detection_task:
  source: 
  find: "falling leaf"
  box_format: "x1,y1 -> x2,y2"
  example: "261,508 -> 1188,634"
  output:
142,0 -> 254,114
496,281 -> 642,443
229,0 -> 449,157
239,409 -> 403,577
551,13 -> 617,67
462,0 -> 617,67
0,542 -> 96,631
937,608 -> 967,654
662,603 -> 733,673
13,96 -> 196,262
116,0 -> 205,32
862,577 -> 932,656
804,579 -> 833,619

What is needed >> Reproduce every line of the records above, character for character.

Written response >>
detection_task:
  source: 
  find: "falling leaf"
  box_format: "x1,y1 -> x2,y2"
  example: "261,508 -> 1188,634"
  output:
142,0 -> 254,114
496,281 -> 642,443
229,0 -> 449,157
239,409 -> 403,577
551,13 -> 617,67
462,0 -> 617,67
0,542 -> 96,631
937,608 -> 967,654
662,603 -> 733,673
13,96 -> 196,262
116,0 -> 205,32
862,577 -> 932,656
804,579 -> 833,619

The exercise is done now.